Skip the pictures and quote all of the lines exactly.
- - -
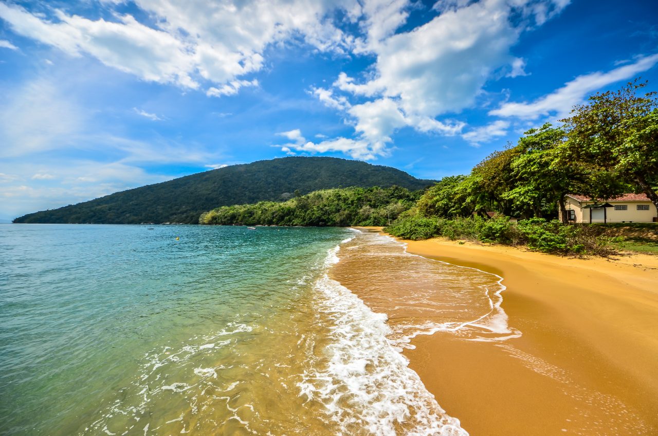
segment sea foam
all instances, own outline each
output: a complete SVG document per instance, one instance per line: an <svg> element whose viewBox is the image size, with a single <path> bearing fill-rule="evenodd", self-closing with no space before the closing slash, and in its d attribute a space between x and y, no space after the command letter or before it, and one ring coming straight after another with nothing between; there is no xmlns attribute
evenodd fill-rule
<svg viewBox="0 0 658 436"><path fill-rule="evenodd" d="M328 265L340 260L338 250L330 250ZM314 287L330 338L323 353L309 356L312 364L298 384L307 402L321 403L344 435L468 434L393 346L386 315L326 274Z"/></svg>

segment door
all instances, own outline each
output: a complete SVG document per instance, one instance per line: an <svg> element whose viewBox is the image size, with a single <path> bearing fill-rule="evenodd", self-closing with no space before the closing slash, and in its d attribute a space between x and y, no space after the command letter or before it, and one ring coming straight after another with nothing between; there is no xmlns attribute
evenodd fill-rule
<svg viewBox="0 0 658 436"><path fill-rule="evenodd" d="M605 222L605 210L603 207L600 209L590 209L590 210L592 211L592 223Z"/></svg>

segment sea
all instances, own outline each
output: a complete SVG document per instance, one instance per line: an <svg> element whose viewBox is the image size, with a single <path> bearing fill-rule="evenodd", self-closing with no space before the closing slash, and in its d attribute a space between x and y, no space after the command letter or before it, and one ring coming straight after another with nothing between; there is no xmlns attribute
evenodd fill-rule
<svg viewBox="0 0 658 436"><path fill-rule="evenodd" d="M0 225L0 434L463 436L403 355L501 278L345 228Z"/></svg>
- - -
* _Result of the task_:
segment sea foam
all instances, own outline each
output: a complete SVG document per instance, one instance per line: an <svg> element whose viewBox is the image size, with a single <path> bearing fill-rule="evenodd", self-closing with no space before the closing slash, and in its d attribute a space between x and y, no space after the command letter or before it, and one ring coming straight after another with nothing between; there is no xmlns attribute
evenodd fill-rule
<svg viewBox="0 0 658 436"><path fill-rule="evenodd" d="M328 265L340 260L338 250L330 250ZM314 287L330 338L323 353L309 356L312 364L298 384L307 402L321 403L344 435L468 434L393 346L386 315L326 274Z"/></svg>

segment door
all instances, own outline each
output: a complete SVG document per instance, one instance per line: an <svg> element whose viewBox is the image size, with a single <path> bearing fill-rule="evenodd", self-closing with no space before the closing slash, and in its d attribute a space between x and y, no space after the command letter or before it, and one ring coming straight after another with nothing between; there is no xmlns attribute
evenodd fill-rule
<svg viewBox="0 0 658 436"><path fill-rule="evenodd" d="M605 222L605 210L603 207L600 209L590 209L590 210L592 211L592 223Z"/></svg>

segment sea
all instances, own outline each
output: a complete SVG document per instance, one instance per line: an <svg> element whose viewBox is the image size, with a single <path> bearing fill-rule="evenodd", self-closing with no space before the closing slash, and in its d attribute a space between x and y, no space after the command letter or before it, and one ring coming straight after another with nothing between; there is no xmlns attribute
evenodd fill-rule
<svg viewBox="0 0 658 436"><path fill-rule="evenodd" d="M0 225L0 434L463 436L403 355L501 278L345 228Z"/></svg>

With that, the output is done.